> What you need to do:
Tally the lines of the entries in which the string "below" occurs, and say only how many.

Referring expression data:

====

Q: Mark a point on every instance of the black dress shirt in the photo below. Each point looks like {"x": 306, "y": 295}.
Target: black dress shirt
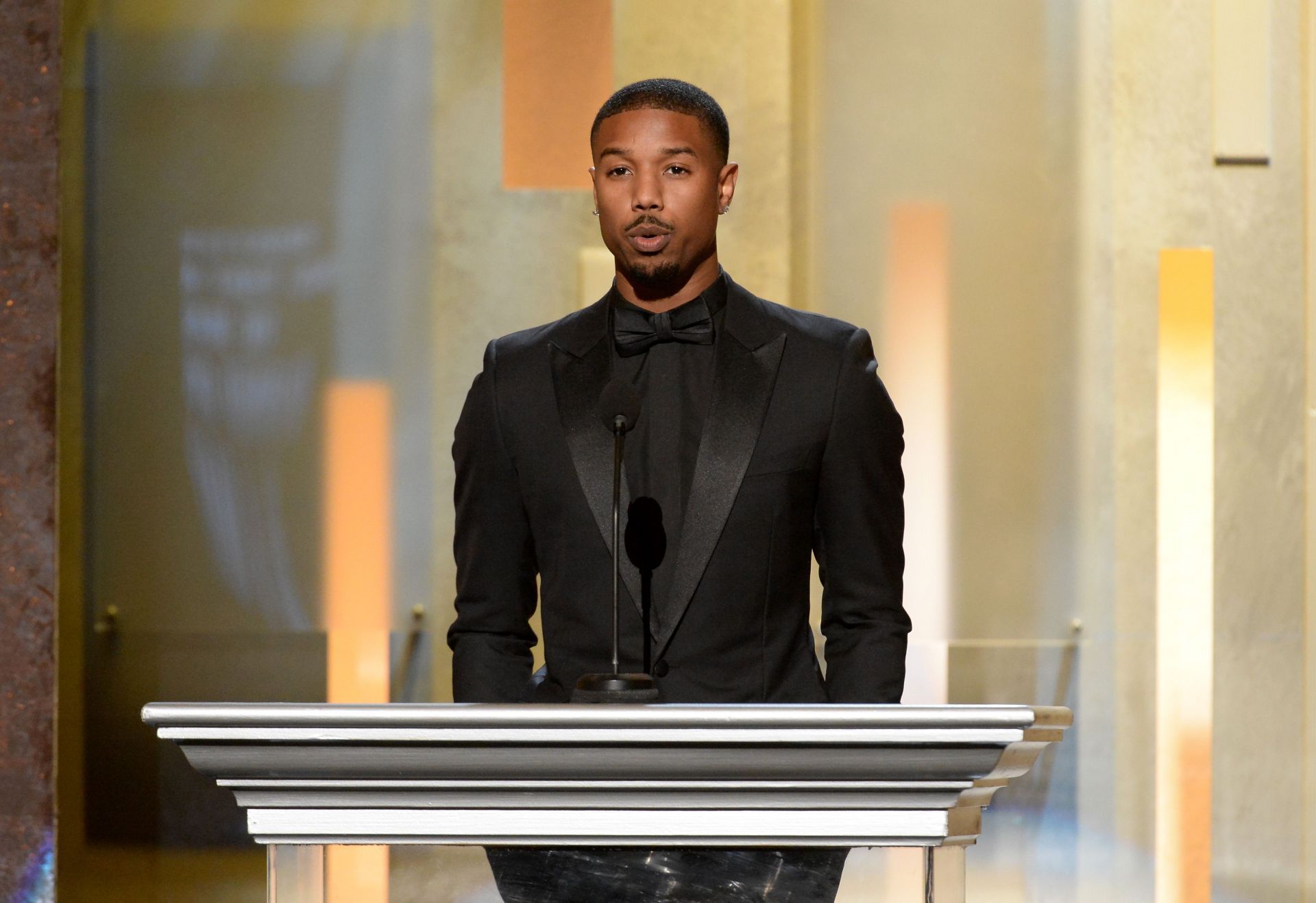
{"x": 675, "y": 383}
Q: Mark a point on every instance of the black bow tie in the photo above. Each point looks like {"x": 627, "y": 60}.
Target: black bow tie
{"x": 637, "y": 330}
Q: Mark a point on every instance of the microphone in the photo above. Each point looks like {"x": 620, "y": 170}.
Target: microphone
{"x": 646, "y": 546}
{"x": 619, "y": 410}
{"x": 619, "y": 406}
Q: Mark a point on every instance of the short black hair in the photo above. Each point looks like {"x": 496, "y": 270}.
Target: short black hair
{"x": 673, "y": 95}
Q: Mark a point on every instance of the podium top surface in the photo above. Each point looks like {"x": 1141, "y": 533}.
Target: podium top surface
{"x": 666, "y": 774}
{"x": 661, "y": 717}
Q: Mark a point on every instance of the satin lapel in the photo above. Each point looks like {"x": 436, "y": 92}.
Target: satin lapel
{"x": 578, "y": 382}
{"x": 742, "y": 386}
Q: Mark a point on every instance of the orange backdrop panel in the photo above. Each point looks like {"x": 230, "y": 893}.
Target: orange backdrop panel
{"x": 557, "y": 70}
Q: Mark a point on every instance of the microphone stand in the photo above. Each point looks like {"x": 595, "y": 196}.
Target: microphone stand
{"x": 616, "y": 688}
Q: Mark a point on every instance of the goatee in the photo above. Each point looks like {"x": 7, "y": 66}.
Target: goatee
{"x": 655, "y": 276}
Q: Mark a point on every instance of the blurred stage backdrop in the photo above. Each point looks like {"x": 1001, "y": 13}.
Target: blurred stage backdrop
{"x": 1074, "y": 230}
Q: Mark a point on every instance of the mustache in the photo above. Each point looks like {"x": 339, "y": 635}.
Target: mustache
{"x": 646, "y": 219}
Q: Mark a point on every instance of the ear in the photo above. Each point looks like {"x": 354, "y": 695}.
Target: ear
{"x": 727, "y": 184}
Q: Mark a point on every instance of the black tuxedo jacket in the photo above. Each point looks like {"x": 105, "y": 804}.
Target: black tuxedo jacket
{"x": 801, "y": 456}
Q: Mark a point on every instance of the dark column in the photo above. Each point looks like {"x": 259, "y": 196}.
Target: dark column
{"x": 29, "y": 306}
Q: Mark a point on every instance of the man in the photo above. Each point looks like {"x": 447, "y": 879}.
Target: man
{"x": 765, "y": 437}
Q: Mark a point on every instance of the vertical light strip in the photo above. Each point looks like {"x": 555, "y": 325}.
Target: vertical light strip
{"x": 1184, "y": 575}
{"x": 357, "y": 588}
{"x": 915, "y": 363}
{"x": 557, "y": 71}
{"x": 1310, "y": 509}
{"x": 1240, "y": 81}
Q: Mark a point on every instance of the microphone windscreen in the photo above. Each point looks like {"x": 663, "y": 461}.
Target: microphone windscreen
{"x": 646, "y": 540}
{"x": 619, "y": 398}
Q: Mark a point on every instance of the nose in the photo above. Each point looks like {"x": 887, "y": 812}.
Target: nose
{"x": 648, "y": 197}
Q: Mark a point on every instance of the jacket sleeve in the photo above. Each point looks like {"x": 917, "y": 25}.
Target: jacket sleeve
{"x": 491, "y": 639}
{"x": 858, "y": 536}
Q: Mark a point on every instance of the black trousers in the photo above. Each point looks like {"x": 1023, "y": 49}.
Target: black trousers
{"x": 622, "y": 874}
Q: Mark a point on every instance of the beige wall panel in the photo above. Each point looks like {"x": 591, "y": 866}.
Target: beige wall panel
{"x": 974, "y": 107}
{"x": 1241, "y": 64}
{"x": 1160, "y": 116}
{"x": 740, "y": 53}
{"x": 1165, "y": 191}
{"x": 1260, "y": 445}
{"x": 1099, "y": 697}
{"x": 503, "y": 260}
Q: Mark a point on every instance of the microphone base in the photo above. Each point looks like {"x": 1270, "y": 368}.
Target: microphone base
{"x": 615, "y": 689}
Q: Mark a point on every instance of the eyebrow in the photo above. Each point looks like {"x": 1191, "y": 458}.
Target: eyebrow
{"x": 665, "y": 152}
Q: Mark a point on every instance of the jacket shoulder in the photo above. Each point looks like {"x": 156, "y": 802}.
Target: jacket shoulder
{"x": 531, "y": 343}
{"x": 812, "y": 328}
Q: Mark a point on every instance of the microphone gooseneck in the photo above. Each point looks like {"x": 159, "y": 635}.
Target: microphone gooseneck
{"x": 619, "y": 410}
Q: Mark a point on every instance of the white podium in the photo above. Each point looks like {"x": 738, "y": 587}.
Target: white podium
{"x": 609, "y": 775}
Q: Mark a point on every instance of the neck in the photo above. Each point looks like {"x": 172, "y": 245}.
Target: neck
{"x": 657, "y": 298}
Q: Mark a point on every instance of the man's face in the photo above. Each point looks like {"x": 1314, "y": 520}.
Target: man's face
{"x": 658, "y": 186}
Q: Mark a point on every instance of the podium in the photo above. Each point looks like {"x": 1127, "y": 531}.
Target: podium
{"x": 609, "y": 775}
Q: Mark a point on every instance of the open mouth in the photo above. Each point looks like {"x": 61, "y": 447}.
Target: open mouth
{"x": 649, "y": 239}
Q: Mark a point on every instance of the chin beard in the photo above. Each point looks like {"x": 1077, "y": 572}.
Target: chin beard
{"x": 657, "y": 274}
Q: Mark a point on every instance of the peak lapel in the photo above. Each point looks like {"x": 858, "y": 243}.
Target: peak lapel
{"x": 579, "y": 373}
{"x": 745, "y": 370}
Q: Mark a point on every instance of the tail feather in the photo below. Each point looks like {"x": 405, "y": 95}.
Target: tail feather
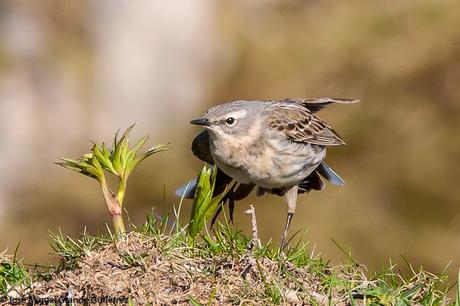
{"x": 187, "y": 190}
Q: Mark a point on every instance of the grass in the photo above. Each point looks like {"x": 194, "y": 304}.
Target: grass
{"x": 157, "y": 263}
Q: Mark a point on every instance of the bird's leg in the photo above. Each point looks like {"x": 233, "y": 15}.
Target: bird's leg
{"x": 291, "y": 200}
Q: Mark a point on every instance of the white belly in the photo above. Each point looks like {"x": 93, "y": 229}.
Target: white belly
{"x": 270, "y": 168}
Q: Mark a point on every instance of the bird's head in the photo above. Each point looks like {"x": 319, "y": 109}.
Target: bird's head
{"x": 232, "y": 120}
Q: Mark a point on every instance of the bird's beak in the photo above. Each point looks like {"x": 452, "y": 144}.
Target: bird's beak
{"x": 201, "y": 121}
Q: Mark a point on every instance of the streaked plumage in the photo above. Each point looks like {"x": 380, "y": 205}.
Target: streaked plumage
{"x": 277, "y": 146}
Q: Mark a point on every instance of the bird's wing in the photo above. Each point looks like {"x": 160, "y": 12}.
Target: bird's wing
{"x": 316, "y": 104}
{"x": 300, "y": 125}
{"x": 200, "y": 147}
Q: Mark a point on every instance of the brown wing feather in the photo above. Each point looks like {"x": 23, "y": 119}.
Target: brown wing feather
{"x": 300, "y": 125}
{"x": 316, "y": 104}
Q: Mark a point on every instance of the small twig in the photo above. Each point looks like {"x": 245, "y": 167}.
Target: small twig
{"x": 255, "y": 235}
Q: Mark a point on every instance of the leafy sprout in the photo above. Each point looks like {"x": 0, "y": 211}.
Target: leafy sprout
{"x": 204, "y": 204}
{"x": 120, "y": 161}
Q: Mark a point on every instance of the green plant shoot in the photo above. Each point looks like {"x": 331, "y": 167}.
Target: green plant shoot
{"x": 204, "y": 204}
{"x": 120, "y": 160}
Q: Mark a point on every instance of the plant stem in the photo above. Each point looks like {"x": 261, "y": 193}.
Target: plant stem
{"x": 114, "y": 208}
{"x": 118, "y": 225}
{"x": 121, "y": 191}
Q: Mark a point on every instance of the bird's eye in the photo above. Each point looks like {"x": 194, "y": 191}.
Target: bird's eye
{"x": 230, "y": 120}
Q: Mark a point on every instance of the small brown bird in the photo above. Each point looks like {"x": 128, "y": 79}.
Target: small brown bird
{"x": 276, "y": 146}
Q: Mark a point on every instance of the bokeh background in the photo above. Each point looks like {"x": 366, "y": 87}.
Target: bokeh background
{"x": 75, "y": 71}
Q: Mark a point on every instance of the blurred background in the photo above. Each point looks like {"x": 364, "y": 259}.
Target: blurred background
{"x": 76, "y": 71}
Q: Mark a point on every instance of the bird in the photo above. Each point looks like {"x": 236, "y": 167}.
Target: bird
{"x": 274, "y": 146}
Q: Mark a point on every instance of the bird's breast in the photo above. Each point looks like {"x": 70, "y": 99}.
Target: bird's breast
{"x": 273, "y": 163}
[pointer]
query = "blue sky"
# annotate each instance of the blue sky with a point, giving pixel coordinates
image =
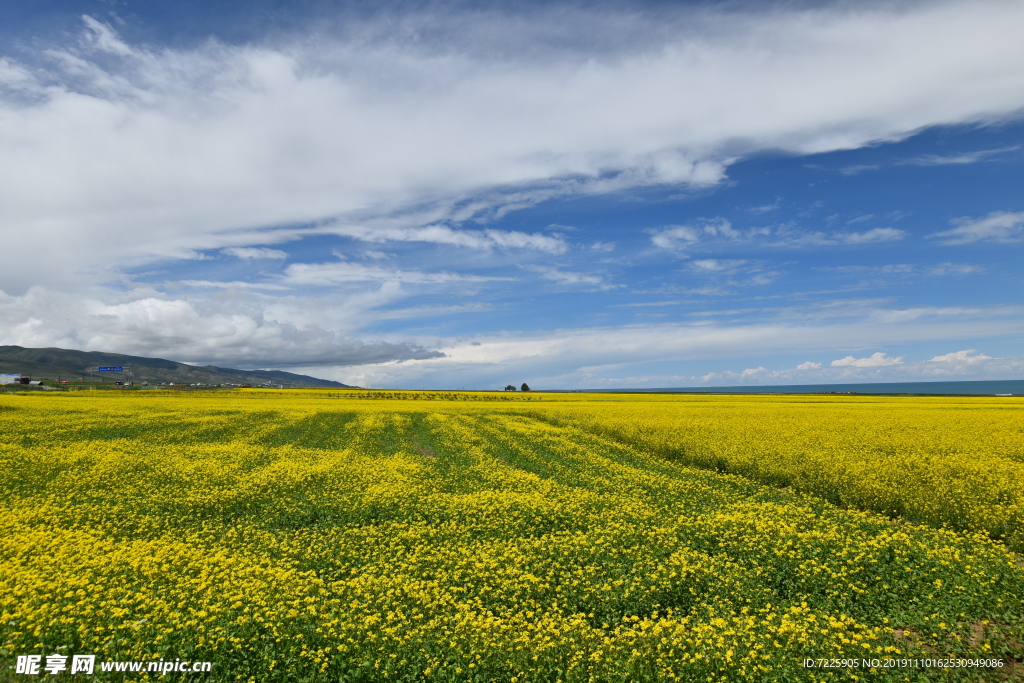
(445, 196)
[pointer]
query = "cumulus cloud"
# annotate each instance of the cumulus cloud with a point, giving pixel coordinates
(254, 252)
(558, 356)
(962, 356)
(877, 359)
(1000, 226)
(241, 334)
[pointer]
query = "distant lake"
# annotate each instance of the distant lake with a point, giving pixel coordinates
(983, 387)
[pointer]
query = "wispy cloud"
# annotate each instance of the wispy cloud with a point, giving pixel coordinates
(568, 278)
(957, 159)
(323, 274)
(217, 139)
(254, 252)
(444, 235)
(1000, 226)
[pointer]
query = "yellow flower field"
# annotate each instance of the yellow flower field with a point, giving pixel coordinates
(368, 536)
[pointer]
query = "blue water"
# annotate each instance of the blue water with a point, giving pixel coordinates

====

> Solution for this problem:
2